Work to complete: Reproduce all of the records below word for word, keeping every line in its original order and form.

* begin Records shown *

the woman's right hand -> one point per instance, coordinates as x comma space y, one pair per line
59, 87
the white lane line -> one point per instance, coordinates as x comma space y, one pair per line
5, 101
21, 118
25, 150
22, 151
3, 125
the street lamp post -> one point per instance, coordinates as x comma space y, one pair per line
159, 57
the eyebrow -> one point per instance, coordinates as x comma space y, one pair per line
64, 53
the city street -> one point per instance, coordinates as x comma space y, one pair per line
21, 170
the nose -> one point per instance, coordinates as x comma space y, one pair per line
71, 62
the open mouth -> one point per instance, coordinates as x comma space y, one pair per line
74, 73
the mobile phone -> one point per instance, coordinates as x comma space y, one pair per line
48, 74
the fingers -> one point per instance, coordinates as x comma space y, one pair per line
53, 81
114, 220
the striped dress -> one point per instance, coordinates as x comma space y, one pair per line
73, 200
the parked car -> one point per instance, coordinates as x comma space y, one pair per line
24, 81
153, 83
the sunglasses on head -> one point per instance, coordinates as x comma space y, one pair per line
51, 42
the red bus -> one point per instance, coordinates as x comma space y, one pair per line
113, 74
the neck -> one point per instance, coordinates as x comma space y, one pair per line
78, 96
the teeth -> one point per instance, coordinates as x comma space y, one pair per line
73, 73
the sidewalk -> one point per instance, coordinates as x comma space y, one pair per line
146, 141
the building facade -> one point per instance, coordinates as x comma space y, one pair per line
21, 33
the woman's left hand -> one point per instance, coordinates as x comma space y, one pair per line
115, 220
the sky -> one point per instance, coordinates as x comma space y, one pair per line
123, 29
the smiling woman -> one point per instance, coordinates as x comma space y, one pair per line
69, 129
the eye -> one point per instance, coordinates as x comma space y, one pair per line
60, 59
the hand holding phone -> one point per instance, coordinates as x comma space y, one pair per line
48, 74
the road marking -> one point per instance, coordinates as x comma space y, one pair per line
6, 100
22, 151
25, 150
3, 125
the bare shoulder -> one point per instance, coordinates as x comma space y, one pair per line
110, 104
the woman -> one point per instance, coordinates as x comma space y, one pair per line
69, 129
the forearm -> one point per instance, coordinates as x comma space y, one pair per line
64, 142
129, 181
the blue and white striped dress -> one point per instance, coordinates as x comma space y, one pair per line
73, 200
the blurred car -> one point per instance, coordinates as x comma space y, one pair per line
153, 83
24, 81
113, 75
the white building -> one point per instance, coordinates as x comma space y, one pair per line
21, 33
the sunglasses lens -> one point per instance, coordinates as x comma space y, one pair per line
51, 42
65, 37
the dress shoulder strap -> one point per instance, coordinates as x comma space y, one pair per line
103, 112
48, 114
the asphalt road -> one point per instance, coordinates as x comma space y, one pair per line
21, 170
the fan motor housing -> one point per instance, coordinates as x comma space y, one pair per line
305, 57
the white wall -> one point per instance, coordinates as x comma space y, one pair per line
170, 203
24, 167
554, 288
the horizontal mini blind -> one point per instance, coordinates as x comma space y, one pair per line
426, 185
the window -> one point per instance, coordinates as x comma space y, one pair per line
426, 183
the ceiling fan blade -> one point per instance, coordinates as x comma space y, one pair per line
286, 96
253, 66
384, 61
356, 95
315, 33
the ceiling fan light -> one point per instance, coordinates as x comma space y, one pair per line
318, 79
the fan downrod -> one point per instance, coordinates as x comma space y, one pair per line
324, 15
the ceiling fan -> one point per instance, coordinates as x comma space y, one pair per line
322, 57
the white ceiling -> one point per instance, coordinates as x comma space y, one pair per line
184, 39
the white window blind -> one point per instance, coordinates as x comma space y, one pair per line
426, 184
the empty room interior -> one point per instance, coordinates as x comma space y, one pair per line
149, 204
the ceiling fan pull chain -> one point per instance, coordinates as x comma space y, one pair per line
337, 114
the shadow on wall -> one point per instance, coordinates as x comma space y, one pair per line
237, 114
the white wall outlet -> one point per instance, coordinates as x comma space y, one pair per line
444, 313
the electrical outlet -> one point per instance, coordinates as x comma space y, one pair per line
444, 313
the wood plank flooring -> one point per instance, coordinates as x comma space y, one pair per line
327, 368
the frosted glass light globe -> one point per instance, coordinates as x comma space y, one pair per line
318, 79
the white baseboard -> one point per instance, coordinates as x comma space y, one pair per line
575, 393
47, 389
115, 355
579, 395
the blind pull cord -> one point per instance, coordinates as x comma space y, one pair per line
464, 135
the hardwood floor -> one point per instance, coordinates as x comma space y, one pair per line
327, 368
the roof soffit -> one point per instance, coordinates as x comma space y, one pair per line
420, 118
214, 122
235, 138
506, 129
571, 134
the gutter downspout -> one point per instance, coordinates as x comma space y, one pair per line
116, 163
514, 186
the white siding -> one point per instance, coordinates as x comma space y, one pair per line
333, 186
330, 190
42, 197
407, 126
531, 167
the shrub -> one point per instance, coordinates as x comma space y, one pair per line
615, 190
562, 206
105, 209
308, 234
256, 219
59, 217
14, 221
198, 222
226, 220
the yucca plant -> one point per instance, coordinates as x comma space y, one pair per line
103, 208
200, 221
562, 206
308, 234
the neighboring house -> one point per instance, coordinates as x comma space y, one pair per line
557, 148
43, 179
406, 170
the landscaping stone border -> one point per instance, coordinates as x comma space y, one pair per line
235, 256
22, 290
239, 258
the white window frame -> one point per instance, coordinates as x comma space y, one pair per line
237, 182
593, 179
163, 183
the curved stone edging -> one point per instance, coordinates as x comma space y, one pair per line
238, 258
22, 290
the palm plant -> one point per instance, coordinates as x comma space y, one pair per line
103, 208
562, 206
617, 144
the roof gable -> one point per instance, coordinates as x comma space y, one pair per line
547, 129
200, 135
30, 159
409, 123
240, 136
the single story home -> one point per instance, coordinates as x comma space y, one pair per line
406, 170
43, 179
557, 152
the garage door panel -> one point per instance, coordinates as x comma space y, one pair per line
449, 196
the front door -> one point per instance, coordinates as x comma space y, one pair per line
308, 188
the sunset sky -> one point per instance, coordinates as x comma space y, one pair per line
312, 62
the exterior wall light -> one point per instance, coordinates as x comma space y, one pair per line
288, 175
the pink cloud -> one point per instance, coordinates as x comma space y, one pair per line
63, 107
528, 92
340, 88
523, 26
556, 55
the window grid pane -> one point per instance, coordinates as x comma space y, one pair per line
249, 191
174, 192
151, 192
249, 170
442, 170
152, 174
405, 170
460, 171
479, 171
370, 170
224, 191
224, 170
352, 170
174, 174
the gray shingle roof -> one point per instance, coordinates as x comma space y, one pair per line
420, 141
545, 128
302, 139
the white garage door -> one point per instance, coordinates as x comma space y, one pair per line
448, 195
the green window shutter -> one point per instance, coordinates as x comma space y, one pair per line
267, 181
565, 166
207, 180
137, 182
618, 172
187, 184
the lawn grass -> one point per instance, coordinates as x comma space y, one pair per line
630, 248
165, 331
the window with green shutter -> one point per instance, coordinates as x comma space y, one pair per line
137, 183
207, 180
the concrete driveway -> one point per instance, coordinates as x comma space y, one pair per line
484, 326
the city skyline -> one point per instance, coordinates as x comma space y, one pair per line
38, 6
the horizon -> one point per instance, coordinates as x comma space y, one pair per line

* end Records shown *

Exercise output:
the woman's right hand -> one point per instance, coordinates as x comma space y, one pair per line
59, 87
the white lane line -> one point per instance, coordinates as x comma space y, one pair per line
5, 101
21, 118
25, 150
22, 151
3, 125
the street lamp post -> one point per instance, coordinates as x comma space y, one pair per line
159, 57
the eyebrow -> one point per instance, coordinates as x comma space y, one pair per line
64, 53
the city street -> one point per instance, coordinates as x comma space y, one pair per line
21, 170
the nose -> one point per instance, coordinates as x comma space y, one pair per line
71, 62
the open mouth -> one point per instance, coordinates as x comma space y, one pair per line
74, 73
the mobile phone -> one point per instance, coordinates as x comma space y, one pair per line
48, 74
the fingers -> one point per instance, coordinates as x comma space y, one pair per line
53, 81
114, 220
the striped dress -> one point per instance, coordinates as x comma space y, one pair per line
73, 200
the parked car -> one point per instance, coordinates as x comma space y, one pair per line
24, 81
153, 83
the sunglasses on head -> one point per instance, coordinates as x comma space y, one pair per line
51, 42
the red bus -> one point per instance, coordinates as x comma space y, one pair per line
113, 74
the neck -> one point per instance, coordinates as x comma space y, one pair per line
78, 96
the teeth -> one point per instance, coordinates as x comma space y, one pair per line
73, 73
the sidewalk -> one point per instance, coordinates as x comma space y, one pair per line
146, 141
the building facade -> one point per instance, coordinates as x comma space y, one pair per line
21, 33
the woman's left hand -> one point per instance, coordinates as x comma space y, one pair per line
115, 220
the sky -> one point per instance, coordinates as x comma space y, one pair per line
123, 29
the smiling woman -> one point per instance, coordinates as x comma space y, one pair per line
69, 129
the eye -> one point per instance, coordinates as x comma space y, one pair per line
60, 59
the hand holding phone -> one point per instance, coordinates as x comma space y, one pair per line
48, 74
the road marking -> one point per instance, coordinates as x comma space y, one pair per line
6, 100
22, 151
25, 150
3, 125
the bare shoulder -> one point per instance, coordinates as x comma space y, one pair per line
110, 104
the woman -> one point per instance, coordinates as x comma space y, one pair per line
69, 129
the forearm -> one point per instance, coordinates as x comma space y, one pair per line
64, 142
129, 181
the blue and white striped dress -> one point per instance, coordinates as x comma space y, one pair per line
73, 200
the blurred car -> one point per instance, coordinates as x comma space y, one pair per line
153, 83
24, 81
113, 75
the white building -> one point per instance, coordinates as x comma space y, one pair per line
21, 33
the sunglasses lens -> one point per instance, coordinates as x comma space y, one pair per line
51, 42
65, 37
the dress shoulder strap -> one point per instance, coordinates as x comma space y, one pair per line
103, 112
48, 114
the asphalt road -> one point per instance, coordinates as x comma space y, one pair per line
21, 170
the fan motor housing -> one point per instance, coordinates as x comma space y, one pair per line
305, 57
the white wall -> one point per instance, coordinates as x comma space y, one pair per line
170, 203
24, 167
554, 288
the horizontal mini blind -> one point per instance, coordinates as x comma space y, one pair per line
426, 185
the window -> one point per instance, coordinates as x comma space y, one pair per line
426, 183
the ceiling fan blade -> one point per instance, coordinates as x comma space y, one pair per line
286, 96
253, 66
384, 61
356, 95
315, 33
the ceiling fan light -> one point per instance, coordinates as x comma space y, one pair per line
318, 79
the fan downrod -> one point per instance, coordinates as x comma space y, one pair per line
324, 15
the ceiling fan -> one point per instance, coordinates as x comma space y, one pair per line
322, 57
the white ceiling -> one point per instance, coordinates as x comma space y, one pair per line
184, 39
the white window blind -> one point per instance, coordinates as x comma space y, one pair per line
426, 184
the empty room interior -> one point per instance, coordinates as x comma space y, one pair per line
149, 204
the ceiling fan pull chain -> one point per instance, coordinates as x comma space y, one pair per line
337, 114
the shadow on wall -> one point per instance, coordinates as x comma space y, one pair per line
237, 114
the white wall outlet -> one point per instance, coordinates as x comma space y, one pair per line
444, 313
the electrical outlet -> one point per instance, coordinates as x comma space y, one pair per line
444, 313
the wood plank flooring -> one point per instance, coordinates as x comma space y, one pair per line
327, 368
the frosted glass light globe -> one point per instance, coordinates as x comma space y, one pair per line
318, 79
the white baseboard -> one point per instance, coordinates as x comma space y, one pair per line
575, 393
47, 389
115, 355
579, 395
the blind pull cord -> one point per instance, coordinates as x comma space y, one pair per line
464, 135
the hardwood floor -> one point per instance, coordinates as x comma space y, one pair per line
327, 368
the roof soffit -> one point per instance, coordinates as x comma space y, one pair per line
420, 118
214, 122
235, 138
506, 129
571, 134
the gutter downspout -> one point per instance, coordinates as x comma space y, one pair per line
116, 163
514, 186
the white siding -> one point per instance, coordinates as x comma space y, one pair per line
333, 186
330, 190
42, 197
407, 126
531, 167
the shrub -> one point per instance, coordinates as x comma space y, one pair per line
615, 190
562, 206
105, 209
308, 234
256, 219
59, 217
14, 221
198, 222
226, 220
the yucca plant -> one point per instance, coordinates as x comma space y, one pair per line
103, 208
200, 221
562, 206
308, 234
the neighboring house -> one point per instance, coordinates as x comma space y, one pair per line
557, 148
43, 179
406, 170
the landscaping stone border -> one point per instance, coordinates as x comma space y, one pair per line
235, 256
22, 290
239, 258
the white window frame -> one point per instance, coordinates as x comma space y, one pair per line
237, 182
593, 179
163, 183
the curved stone edging -> one point per instance, coordinates as x comma space y, one pair per line
238, 258
22, 290
the palm plant -> one point per instance, coordinates as x comma space y, one pair per line
103, 208
562, 206
617, 144
the roof gable -> one point per instance, coordinates as x comma space y, one pair per line
547, 129
200, 135
30, 159
409, 123
240, 136
the single story home -> one point per instance, coordinates as x comma space y, one pair per line
406, 170
43, 179
557, 152
the garage door panel -> one point per instance, coordinates as x comma space y, one pair per line
449, 196
the front door -> one point per instance, coordinates as x comma space y, one pair per line
308, 188
the sunset sky -> one point per instance, coordinates as x comma space y, one pair per line
312, 62
the exterior wall light -> one point per instance, coordinates as x comma space y, one pair per line
288, 175
the pink cloud -> one point per instance, coordinates as x comma space y, one pair per line
63, 107
528, 92
340, 88
523, 26
556, 55
the window grid pane -> one point per instance, coordinates as x comma space y, one pair per line
249, 191
174, 192
151, 192
249, 170
442, 170
152, 174
405, 170
460, 171
479, 171
370, 170
224, 191
224, 170
352, 170
174, 174
the gray shingle roof -> one point per instance, coordinates as x comma space y, one pair per line
420, 141
545, 128
302, 139
the white garage door -> one point per instance, coordinates as x comma space y, one pair per line
448, 195
the green window shutter -> one point per instance, coordinates as x comma space y, one pair per line
267, 181
565, 166
207, 180
137, 182
618, 172
187, 184
the lawn grass -> one point per instance, coordinates as x comma space y, one pair per line
630, 248
165, 331
the window with green shutter -> one point per instance, coordinates as x comma space y, one pair per line
137, 183
207, 180
the concrete driveway -> one point per instance, coordinates as x comma space y, one pair per line
484, 326
the city skyline -> one point per instance, coordinates as x comma space y, one pair per line
38, 6
the horizon -> one point per instance, coordinates as x comma space y, one pair per line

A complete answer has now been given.